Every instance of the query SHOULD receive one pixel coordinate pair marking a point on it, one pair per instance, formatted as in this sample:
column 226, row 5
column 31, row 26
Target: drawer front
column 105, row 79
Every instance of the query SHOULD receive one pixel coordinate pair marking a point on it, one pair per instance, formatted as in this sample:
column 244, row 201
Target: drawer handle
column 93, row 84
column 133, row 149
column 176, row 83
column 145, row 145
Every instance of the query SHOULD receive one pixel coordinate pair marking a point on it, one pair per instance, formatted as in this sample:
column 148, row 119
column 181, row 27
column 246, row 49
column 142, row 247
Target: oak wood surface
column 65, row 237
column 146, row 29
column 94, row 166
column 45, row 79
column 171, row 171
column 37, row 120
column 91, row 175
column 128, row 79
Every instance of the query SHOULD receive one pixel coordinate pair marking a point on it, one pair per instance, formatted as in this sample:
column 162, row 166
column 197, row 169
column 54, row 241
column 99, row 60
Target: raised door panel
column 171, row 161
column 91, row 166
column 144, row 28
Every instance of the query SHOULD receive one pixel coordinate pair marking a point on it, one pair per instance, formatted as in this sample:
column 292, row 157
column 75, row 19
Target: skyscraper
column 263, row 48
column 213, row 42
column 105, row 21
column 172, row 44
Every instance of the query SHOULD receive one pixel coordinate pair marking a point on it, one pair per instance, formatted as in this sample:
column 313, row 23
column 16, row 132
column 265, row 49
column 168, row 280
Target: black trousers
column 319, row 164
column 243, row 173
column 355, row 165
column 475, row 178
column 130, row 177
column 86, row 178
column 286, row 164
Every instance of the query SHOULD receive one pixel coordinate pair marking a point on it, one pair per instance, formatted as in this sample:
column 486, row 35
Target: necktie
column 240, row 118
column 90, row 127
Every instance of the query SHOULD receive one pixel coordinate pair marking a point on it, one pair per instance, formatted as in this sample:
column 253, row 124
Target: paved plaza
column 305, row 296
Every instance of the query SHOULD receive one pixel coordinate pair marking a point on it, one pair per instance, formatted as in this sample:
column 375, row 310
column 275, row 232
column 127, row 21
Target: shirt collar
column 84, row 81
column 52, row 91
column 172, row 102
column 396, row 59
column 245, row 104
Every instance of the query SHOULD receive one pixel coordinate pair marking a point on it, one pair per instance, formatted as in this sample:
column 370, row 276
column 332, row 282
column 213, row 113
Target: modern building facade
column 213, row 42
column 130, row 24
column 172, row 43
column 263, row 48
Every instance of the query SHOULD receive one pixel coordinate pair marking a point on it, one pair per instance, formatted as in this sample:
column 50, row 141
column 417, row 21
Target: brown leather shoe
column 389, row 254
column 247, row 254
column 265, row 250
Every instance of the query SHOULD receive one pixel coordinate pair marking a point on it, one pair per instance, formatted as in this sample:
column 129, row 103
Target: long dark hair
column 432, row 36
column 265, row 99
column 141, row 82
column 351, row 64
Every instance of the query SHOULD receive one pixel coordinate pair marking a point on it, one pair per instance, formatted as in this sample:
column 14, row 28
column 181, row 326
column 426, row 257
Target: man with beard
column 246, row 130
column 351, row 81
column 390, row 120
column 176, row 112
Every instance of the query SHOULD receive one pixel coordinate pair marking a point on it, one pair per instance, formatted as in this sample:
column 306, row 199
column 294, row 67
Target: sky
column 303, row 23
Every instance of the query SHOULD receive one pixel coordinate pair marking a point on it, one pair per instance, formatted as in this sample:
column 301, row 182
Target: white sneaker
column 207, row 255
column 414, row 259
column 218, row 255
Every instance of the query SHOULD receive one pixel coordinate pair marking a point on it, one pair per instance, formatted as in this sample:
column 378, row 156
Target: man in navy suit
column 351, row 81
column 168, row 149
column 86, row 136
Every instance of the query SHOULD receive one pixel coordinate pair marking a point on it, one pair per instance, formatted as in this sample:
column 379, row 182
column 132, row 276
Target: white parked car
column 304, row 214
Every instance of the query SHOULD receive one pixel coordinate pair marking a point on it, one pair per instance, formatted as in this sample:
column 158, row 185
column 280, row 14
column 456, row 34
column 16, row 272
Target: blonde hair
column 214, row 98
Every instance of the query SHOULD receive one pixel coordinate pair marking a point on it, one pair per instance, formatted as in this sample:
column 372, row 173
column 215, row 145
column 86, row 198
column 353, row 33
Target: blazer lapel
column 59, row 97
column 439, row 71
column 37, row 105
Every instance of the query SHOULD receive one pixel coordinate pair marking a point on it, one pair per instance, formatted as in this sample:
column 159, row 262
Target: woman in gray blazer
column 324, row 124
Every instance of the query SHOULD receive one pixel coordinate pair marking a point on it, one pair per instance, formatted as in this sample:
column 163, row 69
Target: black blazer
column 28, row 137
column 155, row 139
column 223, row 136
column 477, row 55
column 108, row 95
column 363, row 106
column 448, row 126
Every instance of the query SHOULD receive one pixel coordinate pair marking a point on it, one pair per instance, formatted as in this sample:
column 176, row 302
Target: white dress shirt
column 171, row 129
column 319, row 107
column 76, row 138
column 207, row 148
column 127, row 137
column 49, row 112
* * * * * * * * *
EXERCISE AIM >> Word for word, repeat each line of the listing.

REPLY TO THE EXERCISE >>
Every instance of the query SHOULD receive one pixel coordinate pair marking a point on it, one pair per instance, formatted as in this sample:
column 226, row 5
column 31, row 26
Target: drawer front
column 105, row 79
Every instance of the query SHOULD receive one pixel coordinate pair marking a point on it, one pair per instance, formatted as in this sample:
column 244, row 201
Target: drawer handle
column 93, row 84
column 133, row 149
column 176, row 83
column 145, row 145
Every instance of the query SHOULD receive one pixel coordinate pair marking a point on it, one pair per instance, formatted as in this sample:
column 148, row 119
column 181, row 27
column 246, row 49
column 142, row 247
Target: oak wood surface
column 65, row 237
column 146, row 29
column 94, row 166
column 45, row 79
column 171, row 171
column 37, row 120
column 91, row 175
column 128, row 79
Every instance of the query SHOULD receive one pixel coordinate pair marking a point on it, one pair per instance, formatted as in this sample:
column 162, row 166
column 197, row 169
column 54, row 241
column 99, row 60
Target: raised door panel
column 171, row 161
column 91, row 166
column 144, row 28
Every instance of the query SHOULD receive one pixel coordinate pair marking a point on it, one pair per instance, formatted as in this sample:
column 292, row 157
column 75, row 19
Target: skyscraper
column 263, row 48
column 213, row 42
column 105, row 21
column 172, row 44
Every instance of the query SHOULD receive one pixel coordinate pair marking a point on it, one pair per instance, formatted as in this sample:
column 313, row 23
column 16, row 132
column 265, row 49
column 168, row 280
Target: black trousers
column 319, row 164
column 243, row 173
column 355, row 165
column 475, row 178
column 130, row 177
column 86, row 178
column 286, row 164
Every instance of the query SHOULD receive one pixel coordinate pair marking a point on it, one pair per instance, formatted as in this sample:
column 486, row 35
Target: necktie
column 240, row 118
column 90, row 127
Every instance of the query SHOULD receive one pixel coordinate pair marking a point on it, one pair per instance, formatted as in this sample:
column 253, row 124
Target: paved plaza
column 305, row 296
Every instance of the query SHOULD receive one pixel coordinate pair marking a point on it, one pair per instance, formatted as in this sample:
column 375, row 310
column 275, row 232
column 127, row 21
Target: shirt collar
column 84, row 81
column 52, row 91
column 172, row 102
column 396, row 59
column 245, row 104
Every instance of the query SHOULD receive one pixel coordinate pair marking a point on it, one pair per instance, formatted as in this sample:
column 370, row 276
column 332, row 282
column 213, row 113
Target: modern building facade
column 213, row 42
column 130, row 24
column 172, row 43
column 263, row 48
Every instance of the query SHOULD receive one pixel coordinate pair marking a point on it, one pair per instance, formatted as in this sample:
column 50, row 141
column 417, row 21
Target: brown leather shoe
column 389, row 254
column 247, row 254
column 265, row 250
Every instance of the query SHOULD receive one pixel coordinate pair marking a point on it, one pair per instance, formatted as in this sample:
column 129, row 103
Target: long dark hair
column 432, row 36
column 265, row 99
column 141, row 82
column 351, row 64
Every instance of the query SHOULD receive one pixel coordinate pair marking a point on it, one pair per instance, formatted as in this sample:
column 14, row 28
column 181, row 326
column 426, row 257
Target: man with beard
column 246, row 130
column 351, row 81
column 390, row 120
column 176, row 112
Every instance of the query SHOULD receive one pixel coordinate pair marking a point on it, one pair per instance, formatted as in this sample:
column 306, row 199
column 294, row 67
Target: sky
column 303, row 23
Every instance of the query SHOULD receive one pixel coordinate pair marking a point on it, one pair per instance, formatted as in this sample:
column 301, row 182
Target: white sneaker
column 207, row 255
column 414, row 259
column 218, row 255
Every instance of the query SHOULD receive one pixel coordinate pair marking a point on it, one pair per instance, formatted as in this sample:
column 378, row 156
Target: man in navy suit
column 351, row 81
column 168, row 149
column 86, row 136
Every instance of the query SHOULD receive one pixel coordinate pair marking a point on it, one pair per instance, formatted as in this sample:
column 379, row 182
column 132, row 276
Target: white parked car
column 304, row 214
Every instance of the query SHOULD receive one pixel coordinate pair marking a point on it, one pair per instance, formatted as in this sample:
column 158, row 185
column 280, row 14
column 456, row 34
column 16, row 272
Target: blonde hair
column 214, row 98
Every instance of the query SHOULD receive one pixel coordinate pair marking a point on it, one pair per instance, formatted as in this sample:
column 372, row 173
column 215, row 145
column 86, row 198
column 353, row 33
Target: blazer lapel
column 59, row 97
column 439, row 71
column 37, row 105
Every instance of the query SHOULD receive one pixel coordinate pair marking a point on it, one pair per instance, formatted as in this sample:
column 159, row 262
Target: woman in gray blazer
column 324, row 124
Every instance of the query SHOULD receive one pixel coordinate pair marking a point on it, one pair per instance, formatted as in this sample:
column 163, row 69
Target: black blazer
column 28, row 137
column 155, row 139
column 223, row 136
column 477, row 55
column 108, row 95
column 363, row 106
column 448, row 126
Every instance of the query SHOULD receive one pixel coordinate pair marking a point on it, one pair per instance, formatted as in this sample:
column 176, row 302
Target: white dress shirt
column 171, row 129
column 319, row 107
column 76, row 138
column 207, row 148
column 127, row 137
column 49, row 112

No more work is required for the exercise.